## What to work on
Go through the entries and copy every one exactly.

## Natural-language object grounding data
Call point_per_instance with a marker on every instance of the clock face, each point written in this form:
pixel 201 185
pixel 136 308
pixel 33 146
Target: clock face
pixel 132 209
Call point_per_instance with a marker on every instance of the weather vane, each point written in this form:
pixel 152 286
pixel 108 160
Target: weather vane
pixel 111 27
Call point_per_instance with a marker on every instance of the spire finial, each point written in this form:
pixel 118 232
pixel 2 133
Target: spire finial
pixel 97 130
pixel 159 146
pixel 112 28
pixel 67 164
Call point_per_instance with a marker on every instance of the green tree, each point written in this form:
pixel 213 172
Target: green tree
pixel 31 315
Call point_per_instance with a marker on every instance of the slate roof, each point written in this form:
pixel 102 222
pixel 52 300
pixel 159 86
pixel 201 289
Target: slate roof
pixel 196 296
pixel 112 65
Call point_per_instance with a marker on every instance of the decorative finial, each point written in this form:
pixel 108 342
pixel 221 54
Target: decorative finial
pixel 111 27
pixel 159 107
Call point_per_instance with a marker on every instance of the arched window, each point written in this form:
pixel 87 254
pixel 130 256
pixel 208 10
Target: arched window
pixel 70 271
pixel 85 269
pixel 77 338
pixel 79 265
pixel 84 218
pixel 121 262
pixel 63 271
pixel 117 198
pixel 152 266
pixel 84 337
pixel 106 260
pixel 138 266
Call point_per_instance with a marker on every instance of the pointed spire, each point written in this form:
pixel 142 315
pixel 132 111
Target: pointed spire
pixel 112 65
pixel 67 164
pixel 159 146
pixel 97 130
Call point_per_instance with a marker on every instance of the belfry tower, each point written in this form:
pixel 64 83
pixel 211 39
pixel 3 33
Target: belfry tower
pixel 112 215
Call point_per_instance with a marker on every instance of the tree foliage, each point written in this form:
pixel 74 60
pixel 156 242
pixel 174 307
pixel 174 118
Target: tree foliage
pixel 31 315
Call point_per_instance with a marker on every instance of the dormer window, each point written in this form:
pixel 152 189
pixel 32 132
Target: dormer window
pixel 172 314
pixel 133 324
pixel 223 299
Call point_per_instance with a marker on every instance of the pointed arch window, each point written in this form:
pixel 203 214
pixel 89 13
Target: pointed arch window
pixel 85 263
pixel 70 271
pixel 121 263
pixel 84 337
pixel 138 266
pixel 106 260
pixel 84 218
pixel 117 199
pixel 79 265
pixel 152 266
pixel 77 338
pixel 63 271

## Written answer
Call point_per_instance with a marker on every instance of the clock face, each point written in this form:
pixel 201 185
pixel 136 308
pixel 33 146
Target: clock face
pixel 132 209
Call point_per_instance with a marker on every instance of the weather vane, each point written in this form:
pixel 152 286
pixel 108 160
Target: weather vane
pixel 111 27
Call point_per_instance with a marker on every instance of the spire finial, each point written in this form:
pixel 118 232
pixel 2 133
Target: spire finial
pixel 97 130
pixel 159 146
pixel 112 28
pixel 67 164
Call point_per_instance with a marker on every instance of the green tree, each point written in this form:
pixel 213 172
Target: green tree
pixel 31 315
Call point_per_instance with a marker on every instance of the slate roof, each point written in this form:
pixel 102 222
pixel 52 300
pixel 159 86
pixel 201 289
Target: slate roof
pixel 196 296
pixel 112 65
Call point_per_instance with a marker on every instance of the decorative finial, each point written in this form:
pixel 108 342
pixel 221 54
Target: decorative finial
pixel 111 27
pixel 159 107
Call point_per_instance with a marker on every instance of the arched window, each point written in this form:
pixel 87 254
pixel 130 256
pixel 208 10
Target: arched window
pixel 70 271
pixel 85 269
pixel 77 338
pixel 79 265
pixel 84 218
pixel 121 262
pixel 63 271
pixel 117 198
pixel 152 266
pixel 84 337
pixel 106 260
pixel 138 266
Call point_per_instance with a marker on every instance of the pointed spire, each point written in this form:
pixel 142 315
pixel 132 111
Target: pointed spire
pixel 112 65
pixel 67 164
pixel 159 146
pixel 97 130
Call point_per_instance with a marker on every instance of the belfry tower, each point written in this form:
pixel 64 83
pixel 211 39
pixel 3 33
Target: belfry tower
pixel 112 215
Call point_per_instance with a marker on every instance of the tree foliage, each point written in this form:
pixel 74 60
pixel 156 242
pixel 174 307
pixel 174 118
Target: tree foliage
pixel 31 315
Call point_per_instance with a marker on every instance of the dormer window, each point written in this form:
pixel 152 189
pixel 32 132
Target: dormer window
pixel 172 314
pixel 133 324
pixel 223 299
Call point_per_instance with a marker on every instance of the pointed arch window, each point written in this form:
pixel 203 214
pixel 89 13
Target: pointed arch window
pixel 85 263
pixel 70 271
pixel 121 263
pixel 84 337
pixel 138 266
pixel 106 260
pixel 84 218
pixel 117 199
pixel 79 265
pixel 152 266
pixel 77 338
pixel 63 271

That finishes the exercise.